(Location identification items)

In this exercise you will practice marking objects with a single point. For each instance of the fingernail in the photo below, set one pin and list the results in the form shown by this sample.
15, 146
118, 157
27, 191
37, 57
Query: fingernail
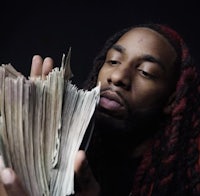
7, 176
2, 165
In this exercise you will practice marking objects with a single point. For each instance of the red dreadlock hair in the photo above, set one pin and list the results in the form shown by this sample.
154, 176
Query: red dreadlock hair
172, 165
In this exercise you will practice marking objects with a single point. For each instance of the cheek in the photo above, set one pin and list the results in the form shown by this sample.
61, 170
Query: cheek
148, 96
102, 76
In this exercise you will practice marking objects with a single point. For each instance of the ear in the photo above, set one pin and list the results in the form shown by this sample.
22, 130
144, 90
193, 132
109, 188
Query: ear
170, 103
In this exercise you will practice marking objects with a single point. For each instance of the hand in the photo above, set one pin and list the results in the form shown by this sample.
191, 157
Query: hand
10, 185
84, 178
40, 67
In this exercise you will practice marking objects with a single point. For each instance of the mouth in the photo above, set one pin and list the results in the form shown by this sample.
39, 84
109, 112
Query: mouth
111, 103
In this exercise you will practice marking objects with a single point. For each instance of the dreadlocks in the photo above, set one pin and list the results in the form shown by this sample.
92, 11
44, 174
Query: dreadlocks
172, 165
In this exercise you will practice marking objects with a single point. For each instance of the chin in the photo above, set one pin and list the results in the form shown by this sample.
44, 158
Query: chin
106, 123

» TASK BRIEF
Switch each "set one pin" in the data above to "place one marker" and write out all the lines again with nothing else altered. Leave the pictures out.

» FULL OUTPUT
In this exercise you will practice marking objects with a single point. For each instance of the fingernail in the photo below, place one marker and list the results in the form shown by this sample.
15, 146
118, 157
27, 191
37, 57
Query: fingernail
7, 176
2, 165
In this exercise you will practice marking objects with a single point. For each instance of the red dreadlock hair in the photo above, place one marker and list the results in the form shown by this sample.
154, 176
Query: red dreadlock hair
172, 165
In this exercise you will practice marking objects with a single point. For each instance of the cheek in the photo above, place one marker and list the results in the form shown by this sample.
61, 170
Query: cheek
148, 96
102, 76
In this exercise you will practice marking objects with a single point. For each instance of the ear in the photo above, place one marker and list the results in the form shown by this sample.
22, 130
144, 90
193, 132
109, 188
Query: ear
170, 103
In this exercise you will practice marking objects with a single point. For each instance of the hand in the photo above, place one marker and list the results in the form shown by this sample.
191, 157
Query: hand
10, 185
84, 178
40, 67
In this exercise you will practice marking objects with a single point. For each instance of the mouth in the photo above, place one marker and list the results in the form shown by this sample.
39, 84
109, 112
Query: mouth
111, 103
In this exercise you will practice marking objects with a single point. For each instance of the dreadlocks in the photo above, place one marker and list the results in the form shown by this sample.
92, 11
44, 174
Query: dreadlocks
172, 165
In this exercise you will practice marking objects with a single point. For each instance of the chin in the photo above, place one marker and list the results in the form shown by this sample.
44, 158
Query: chin
106, 123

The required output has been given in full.